(Task requirements)
Rescale everything below, from the line containing "Would you be able to mark the bokeh" down to the end of the material, and write every one of those lines out again with the requests included. Multiply each x and y coordinate in the answers by 1.7 and round it to a whole number, with halves going up.

-- BEGIN --

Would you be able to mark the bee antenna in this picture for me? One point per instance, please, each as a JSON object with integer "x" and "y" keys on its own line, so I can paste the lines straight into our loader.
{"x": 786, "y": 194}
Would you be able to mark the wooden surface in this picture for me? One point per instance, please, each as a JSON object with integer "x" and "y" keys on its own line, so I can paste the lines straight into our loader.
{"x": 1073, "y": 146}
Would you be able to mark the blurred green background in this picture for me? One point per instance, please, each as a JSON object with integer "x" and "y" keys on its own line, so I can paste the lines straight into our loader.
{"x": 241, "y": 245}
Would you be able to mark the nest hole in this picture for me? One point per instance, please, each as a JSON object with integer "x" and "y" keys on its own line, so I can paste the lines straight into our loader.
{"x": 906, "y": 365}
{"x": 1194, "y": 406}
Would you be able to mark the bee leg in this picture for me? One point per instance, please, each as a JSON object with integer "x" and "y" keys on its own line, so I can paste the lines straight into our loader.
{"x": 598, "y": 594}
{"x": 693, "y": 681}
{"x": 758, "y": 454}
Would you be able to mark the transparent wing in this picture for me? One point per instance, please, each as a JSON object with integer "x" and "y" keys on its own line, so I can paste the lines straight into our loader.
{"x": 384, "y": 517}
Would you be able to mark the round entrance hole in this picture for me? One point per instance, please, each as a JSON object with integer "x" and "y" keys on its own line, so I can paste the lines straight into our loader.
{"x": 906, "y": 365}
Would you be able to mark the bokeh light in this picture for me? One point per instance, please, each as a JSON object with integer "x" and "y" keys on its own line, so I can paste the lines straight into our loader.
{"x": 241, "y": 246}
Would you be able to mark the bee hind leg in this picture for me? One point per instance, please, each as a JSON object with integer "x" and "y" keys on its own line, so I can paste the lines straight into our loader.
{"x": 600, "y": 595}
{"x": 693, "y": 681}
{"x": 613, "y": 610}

-- END --

(Finished exercise)
Would you be able to mark the bokeh light in this picture for me? One point per instance, please, each as a JSON object with integer "x" and "y" keys on its own line, so I can paste the lines straight into our loader.
{"x": 410, "y": 418}
Would you be able to mark the bee hind leg in this picture for me? One point per instance, please, each as a JSON object with integer "x" and "y" keys on its own line, so I can paste the lines straight into our loader.
{"x": 1020, "y": 1012}
{"x": 1178, "y": 1158}
{"x": 1042, "y": 1037}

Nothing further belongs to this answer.